SOURCE DOCUMENT —
--- START ---
Create a group variable and optionally an output dataset for a gsort key
gsgroup gsort_list , generate(varname) [ saving(filename [, replace]) nomissing mfirst ]
where gsort_list is a list of one or more elements of the form
[+|-]varname
as used by the gsort command.
Description
gsgroup inputs a gsort key (a list of elements of the form used by gsort, and generates as output a new variable, indicating the sequential order of the group to which each observation belongs, and (optionally) an output dataset (or resultsset), with 1 observation per group, and data on the values of the generated variable, and the variables of the gsort key corresponding to that group. Unlike gsort, gsgroup does not change the sort order of the dataset in memory. The output dataset can be merged into other datasets, using the official Stata command merge or the SSC package addinby. gsgroup is typically used together with the SSC packages parmest and xcontract.
Options
generate(varname) must be present. It specifies the name of an output variable to be generated. This output variable will contain, in each observation, the group to which that observation belongs, based on the values of the variables of the gsort key in that ovservation. It will have 1 integer value per combination of values for the input variables in the varlist, in ascending order of these values, starting with 1.
--- END ---
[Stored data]
--- START ---
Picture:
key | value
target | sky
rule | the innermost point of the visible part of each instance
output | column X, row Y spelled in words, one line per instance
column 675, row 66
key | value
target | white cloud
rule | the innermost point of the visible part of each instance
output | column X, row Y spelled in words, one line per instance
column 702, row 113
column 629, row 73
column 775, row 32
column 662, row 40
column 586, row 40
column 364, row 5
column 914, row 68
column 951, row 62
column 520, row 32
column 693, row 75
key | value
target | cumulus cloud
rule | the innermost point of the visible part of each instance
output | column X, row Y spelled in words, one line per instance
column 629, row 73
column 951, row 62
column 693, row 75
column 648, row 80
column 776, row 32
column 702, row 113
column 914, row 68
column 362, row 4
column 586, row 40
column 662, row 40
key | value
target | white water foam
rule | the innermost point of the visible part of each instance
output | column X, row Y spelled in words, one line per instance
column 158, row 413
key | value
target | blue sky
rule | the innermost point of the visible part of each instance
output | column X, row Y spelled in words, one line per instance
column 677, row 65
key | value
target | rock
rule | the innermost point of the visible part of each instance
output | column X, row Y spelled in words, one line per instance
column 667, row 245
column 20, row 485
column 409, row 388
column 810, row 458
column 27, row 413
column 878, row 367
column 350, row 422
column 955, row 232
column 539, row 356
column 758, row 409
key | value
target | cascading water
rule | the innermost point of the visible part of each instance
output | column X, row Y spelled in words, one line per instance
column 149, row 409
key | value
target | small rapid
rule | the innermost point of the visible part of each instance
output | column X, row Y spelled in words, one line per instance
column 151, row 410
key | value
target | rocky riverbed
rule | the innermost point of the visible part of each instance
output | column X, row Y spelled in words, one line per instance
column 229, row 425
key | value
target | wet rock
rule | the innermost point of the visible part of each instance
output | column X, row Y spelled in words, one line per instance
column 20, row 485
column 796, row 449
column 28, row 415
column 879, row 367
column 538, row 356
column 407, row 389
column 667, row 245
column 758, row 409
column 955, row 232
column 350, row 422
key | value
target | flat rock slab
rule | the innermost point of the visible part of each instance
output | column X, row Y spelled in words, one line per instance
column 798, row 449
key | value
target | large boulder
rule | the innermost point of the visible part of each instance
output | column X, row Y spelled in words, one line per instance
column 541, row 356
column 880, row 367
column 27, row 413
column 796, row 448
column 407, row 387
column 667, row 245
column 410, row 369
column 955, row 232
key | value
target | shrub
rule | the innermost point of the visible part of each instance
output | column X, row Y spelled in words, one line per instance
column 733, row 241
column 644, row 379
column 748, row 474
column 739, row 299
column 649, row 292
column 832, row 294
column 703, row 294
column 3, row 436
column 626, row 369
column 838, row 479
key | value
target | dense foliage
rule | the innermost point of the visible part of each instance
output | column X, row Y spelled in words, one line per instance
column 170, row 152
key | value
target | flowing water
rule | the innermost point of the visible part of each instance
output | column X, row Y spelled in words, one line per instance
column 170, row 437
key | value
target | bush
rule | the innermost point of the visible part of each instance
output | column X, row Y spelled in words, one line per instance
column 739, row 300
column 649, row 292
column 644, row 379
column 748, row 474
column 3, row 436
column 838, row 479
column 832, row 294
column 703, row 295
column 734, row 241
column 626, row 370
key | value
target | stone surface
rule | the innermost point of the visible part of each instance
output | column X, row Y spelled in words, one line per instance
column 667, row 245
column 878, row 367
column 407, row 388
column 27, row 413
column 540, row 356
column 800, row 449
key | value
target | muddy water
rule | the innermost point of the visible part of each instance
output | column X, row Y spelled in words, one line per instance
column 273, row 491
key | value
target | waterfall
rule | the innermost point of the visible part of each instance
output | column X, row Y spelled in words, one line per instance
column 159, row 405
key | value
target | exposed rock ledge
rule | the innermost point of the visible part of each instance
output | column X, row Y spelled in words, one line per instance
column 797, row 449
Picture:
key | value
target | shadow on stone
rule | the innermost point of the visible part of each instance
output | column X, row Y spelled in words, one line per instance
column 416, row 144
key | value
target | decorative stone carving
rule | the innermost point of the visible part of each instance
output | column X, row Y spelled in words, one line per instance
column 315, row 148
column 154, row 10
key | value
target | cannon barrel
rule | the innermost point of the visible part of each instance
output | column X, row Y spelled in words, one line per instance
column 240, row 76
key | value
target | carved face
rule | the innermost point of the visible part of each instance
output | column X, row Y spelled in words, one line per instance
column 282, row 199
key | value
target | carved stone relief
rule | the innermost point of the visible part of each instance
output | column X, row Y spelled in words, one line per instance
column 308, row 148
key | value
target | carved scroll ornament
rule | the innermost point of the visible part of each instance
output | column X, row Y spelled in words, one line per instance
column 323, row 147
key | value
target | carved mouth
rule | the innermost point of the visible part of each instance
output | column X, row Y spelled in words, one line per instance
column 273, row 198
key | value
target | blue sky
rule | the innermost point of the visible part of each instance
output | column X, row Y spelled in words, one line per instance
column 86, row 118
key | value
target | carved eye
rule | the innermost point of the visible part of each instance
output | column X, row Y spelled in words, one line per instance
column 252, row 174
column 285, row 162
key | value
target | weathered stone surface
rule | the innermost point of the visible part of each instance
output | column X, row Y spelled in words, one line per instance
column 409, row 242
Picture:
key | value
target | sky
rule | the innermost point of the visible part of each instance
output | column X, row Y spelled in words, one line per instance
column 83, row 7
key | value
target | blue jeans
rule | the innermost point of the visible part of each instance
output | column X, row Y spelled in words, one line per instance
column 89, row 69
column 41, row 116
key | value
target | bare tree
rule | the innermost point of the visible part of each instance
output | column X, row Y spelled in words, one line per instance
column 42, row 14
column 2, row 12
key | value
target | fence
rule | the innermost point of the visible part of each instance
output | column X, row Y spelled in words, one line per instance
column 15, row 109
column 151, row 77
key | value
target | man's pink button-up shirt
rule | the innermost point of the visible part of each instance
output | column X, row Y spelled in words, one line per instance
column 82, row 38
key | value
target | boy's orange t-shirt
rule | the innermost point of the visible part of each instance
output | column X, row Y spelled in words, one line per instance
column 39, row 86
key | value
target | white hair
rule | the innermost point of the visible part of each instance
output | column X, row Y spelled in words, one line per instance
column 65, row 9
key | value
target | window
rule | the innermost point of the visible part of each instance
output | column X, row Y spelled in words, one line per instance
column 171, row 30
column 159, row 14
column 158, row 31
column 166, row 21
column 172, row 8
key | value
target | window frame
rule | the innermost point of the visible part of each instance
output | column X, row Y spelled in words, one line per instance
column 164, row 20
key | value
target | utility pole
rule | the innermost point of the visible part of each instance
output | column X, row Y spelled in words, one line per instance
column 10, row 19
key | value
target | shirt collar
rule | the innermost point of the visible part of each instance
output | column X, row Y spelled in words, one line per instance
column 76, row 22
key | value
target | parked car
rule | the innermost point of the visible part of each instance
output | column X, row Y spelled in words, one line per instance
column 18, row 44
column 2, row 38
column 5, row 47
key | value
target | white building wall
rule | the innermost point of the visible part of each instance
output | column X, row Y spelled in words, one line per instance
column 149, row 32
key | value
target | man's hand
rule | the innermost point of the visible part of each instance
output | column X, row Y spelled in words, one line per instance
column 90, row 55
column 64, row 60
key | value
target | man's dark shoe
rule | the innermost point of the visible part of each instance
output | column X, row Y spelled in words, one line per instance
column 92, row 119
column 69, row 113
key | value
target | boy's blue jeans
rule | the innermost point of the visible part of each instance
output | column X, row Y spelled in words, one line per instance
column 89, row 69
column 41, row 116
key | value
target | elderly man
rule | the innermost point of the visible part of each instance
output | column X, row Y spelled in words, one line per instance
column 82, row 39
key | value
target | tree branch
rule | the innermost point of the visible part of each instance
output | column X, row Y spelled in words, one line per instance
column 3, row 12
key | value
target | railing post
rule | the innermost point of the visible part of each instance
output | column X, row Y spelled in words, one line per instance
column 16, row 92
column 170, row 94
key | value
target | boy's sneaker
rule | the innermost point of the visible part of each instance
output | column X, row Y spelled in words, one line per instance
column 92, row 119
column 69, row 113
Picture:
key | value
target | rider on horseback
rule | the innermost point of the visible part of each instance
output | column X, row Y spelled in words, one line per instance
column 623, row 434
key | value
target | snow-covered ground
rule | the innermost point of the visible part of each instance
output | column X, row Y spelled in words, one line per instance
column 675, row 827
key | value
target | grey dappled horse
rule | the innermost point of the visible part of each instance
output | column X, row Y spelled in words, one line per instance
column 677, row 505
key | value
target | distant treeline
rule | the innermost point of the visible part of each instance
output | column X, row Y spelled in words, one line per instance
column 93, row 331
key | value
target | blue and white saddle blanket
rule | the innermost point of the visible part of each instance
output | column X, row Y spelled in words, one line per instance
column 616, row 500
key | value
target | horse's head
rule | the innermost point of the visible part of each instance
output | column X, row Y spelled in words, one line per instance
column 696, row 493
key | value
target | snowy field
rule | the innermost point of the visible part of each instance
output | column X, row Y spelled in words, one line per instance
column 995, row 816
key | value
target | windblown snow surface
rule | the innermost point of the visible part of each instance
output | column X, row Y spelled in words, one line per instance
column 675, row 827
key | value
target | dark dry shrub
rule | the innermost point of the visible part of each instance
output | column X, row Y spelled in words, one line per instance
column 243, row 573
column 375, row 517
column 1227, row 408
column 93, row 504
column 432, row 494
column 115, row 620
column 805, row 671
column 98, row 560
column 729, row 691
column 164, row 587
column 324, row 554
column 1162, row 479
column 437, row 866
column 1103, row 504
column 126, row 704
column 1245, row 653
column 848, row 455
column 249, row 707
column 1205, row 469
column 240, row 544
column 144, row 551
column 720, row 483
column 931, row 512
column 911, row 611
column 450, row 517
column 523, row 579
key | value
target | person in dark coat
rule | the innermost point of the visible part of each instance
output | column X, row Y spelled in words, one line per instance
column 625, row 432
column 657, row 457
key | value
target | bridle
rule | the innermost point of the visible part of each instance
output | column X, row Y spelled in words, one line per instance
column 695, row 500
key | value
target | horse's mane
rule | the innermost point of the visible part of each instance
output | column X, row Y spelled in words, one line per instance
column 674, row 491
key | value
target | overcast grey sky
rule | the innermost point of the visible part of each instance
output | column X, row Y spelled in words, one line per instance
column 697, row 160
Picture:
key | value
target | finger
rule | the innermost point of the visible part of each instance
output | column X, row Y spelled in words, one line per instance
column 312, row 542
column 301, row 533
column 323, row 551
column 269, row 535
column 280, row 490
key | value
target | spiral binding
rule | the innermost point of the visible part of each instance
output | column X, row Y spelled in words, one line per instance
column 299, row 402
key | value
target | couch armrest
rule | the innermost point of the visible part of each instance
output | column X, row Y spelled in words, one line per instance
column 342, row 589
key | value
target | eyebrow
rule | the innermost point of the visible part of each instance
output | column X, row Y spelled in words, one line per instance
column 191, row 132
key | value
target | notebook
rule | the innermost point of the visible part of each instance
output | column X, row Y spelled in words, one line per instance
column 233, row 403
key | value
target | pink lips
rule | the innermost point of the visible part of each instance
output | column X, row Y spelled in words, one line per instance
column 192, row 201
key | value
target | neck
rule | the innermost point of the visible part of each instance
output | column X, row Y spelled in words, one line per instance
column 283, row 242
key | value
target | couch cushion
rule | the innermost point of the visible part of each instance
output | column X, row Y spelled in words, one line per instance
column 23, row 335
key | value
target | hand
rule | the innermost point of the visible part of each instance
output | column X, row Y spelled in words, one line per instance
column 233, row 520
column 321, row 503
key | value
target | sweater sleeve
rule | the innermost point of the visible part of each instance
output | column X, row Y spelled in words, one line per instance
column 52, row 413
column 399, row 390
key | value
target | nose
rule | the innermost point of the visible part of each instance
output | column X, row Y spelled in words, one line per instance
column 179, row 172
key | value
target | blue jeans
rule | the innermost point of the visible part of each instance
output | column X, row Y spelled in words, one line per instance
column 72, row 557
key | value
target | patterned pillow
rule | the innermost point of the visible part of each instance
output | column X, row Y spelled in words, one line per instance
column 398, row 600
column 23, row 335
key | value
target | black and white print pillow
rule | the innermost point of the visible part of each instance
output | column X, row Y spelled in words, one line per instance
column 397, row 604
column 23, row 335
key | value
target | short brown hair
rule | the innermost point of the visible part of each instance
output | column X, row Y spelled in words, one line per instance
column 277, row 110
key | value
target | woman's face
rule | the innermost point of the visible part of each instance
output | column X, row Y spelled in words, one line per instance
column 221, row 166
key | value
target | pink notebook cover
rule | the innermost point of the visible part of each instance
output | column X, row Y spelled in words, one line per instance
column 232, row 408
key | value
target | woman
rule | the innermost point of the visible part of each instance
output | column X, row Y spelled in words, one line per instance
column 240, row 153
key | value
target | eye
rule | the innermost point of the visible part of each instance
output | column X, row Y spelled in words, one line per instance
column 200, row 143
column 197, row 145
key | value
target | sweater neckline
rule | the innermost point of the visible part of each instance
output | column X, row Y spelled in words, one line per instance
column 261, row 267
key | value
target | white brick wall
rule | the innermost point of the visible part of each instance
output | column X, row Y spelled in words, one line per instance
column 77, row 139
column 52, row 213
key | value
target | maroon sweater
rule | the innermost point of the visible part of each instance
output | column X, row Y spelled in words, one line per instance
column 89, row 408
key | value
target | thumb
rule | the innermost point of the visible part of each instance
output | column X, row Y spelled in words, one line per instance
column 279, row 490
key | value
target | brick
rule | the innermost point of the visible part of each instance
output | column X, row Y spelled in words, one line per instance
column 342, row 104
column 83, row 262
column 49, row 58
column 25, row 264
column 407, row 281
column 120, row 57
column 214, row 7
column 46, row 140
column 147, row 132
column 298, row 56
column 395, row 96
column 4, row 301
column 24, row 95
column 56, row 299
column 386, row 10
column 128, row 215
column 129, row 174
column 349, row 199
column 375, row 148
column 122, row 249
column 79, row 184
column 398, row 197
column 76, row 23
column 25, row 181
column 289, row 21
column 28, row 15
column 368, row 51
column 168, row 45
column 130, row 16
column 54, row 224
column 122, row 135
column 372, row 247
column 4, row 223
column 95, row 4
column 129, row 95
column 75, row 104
--- END ---
TASKS TO COMPLETE —
**1)** Using the gsgroup help text, explain in one to three sentences why two observations can receive the same value of the variable named in generate().
**2)** Resume the gsgroup help text after its last sentence.

SOLVED PROBLEMS —
**1)** The generated variable holds the group each observation belongs to, and that group is based on the values of the gsort key variables in that observation. There is one integer value per combination of those values, so two observations with the same combination of key values receive the same integer.

**2)**
saving(filename [, replace]) specifies a file containing an output dataset (or resultsset), with 1 observation per group specified by the varlist, and data on the corresponding value of the new variable specified by the generate() option, and also on the values of the input variables in the gsort key corresponding to that group. The output dataset is sorted primarily by the grouping variable, and secondarily by the variables in the gsort key in order of appearance. If replace is specified, then any existing file named filename will be replaced.
nomissing specifies that observations with missing values in the variables of the input gsort key will have missing values in the generated group variable, and that these missing values will not be included in the saving() dataset (if specified). In default, groups with missing values will be included, both in the group variable and in the output dataset.
mfirst functions as the option of the same name for gsort.
Examples
.sysuse auto, clear .gsgroup -foreign rep78, gene(frgroup)
.sysuse auto, clear .gsgroup rep78 foreign, g(rfgroup) saving(rfgroup1.dta, replace)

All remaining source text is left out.